[[ Given information open ]]

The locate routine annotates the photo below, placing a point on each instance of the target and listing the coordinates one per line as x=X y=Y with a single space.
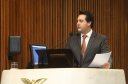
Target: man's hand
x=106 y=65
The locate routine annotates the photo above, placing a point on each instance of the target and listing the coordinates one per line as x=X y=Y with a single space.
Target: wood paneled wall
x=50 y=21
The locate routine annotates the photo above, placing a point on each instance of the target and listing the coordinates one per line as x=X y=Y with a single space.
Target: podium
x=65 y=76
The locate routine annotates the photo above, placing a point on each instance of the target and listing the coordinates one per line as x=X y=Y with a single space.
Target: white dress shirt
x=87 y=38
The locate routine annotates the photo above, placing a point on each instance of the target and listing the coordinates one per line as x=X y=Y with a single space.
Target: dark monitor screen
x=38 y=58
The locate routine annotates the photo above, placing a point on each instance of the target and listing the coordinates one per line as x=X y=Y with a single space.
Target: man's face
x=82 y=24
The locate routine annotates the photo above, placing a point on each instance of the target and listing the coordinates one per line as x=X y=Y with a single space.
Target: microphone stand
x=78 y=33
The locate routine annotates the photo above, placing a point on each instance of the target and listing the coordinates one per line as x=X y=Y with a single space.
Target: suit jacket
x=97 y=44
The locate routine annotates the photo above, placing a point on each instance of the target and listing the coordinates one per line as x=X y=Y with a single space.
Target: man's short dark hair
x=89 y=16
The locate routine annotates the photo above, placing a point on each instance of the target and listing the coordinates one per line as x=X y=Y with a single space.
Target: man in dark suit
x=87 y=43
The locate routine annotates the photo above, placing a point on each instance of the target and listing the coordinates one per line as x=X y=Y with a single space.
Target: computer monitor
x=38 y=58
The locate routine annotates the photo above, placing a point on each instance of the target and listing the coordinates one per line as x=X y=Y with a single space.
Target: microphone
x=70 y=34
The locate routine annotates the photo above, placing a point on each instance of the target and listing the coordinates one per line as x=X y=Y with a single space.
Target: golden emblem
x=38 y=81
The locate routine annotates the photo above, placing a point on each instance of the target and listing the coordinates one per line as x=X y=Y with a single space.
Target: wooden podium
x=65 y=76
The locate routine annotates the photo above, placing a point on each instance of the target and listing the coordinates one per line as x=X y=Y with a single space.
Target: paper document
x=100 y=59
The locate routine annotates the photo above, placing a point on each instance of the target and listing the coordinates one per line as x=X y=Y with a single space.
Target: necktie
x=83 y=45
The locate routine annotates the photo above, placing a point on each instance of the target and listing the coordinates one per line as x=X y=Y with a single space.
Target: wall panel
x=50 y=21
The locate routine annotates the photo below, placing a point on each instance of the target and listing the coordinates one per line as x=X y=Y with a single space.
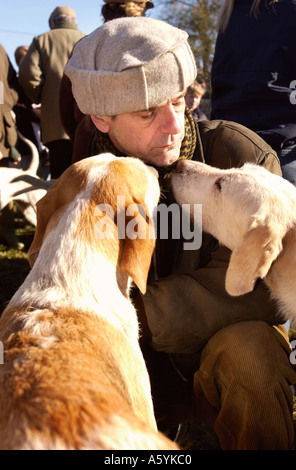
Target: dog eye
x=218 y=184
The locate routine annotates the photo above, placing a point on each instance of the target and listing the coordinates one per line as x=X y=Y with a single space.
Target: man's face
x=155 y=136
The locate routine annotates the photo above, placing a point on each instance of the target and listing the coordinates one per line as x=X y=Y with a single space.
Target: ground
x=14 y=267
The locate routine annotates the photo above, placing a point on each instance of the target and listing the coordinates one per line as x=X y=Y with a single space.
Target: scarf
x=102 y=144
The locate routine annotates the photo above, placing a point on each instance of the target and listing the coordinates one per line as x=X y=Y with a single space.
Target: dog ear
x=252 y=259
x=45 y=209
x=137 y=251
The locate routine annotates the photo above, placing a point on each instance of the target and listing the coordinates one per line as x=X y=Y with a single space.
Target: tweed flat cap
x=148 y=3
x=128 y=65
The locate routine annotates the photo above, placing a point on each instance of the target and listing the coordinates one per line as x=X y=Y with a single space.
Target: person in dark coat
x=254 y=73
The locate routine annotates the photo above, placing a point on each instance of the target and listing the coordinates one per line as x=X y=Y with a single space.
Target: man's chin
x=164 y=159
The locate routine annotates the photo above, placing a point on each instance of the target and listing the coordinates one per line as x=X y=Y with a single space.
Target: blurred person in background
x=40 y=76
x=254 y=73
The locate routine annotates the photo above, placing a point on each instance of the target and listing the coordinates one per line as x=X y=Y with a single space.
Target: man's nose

[[ Given information closed ]]

Only the lines from the one containing "Target: blurred person in background" through the last line of the records should appear, each written out exactly.

■ Answer below:
Target: blurred person in background
x=40 y=76
x=254 y=73
The locate routine annotates the photo above, placing a point on each instance of the target and listing the coordinates one per line as x=X y=Y with a single space.
Target: man's nose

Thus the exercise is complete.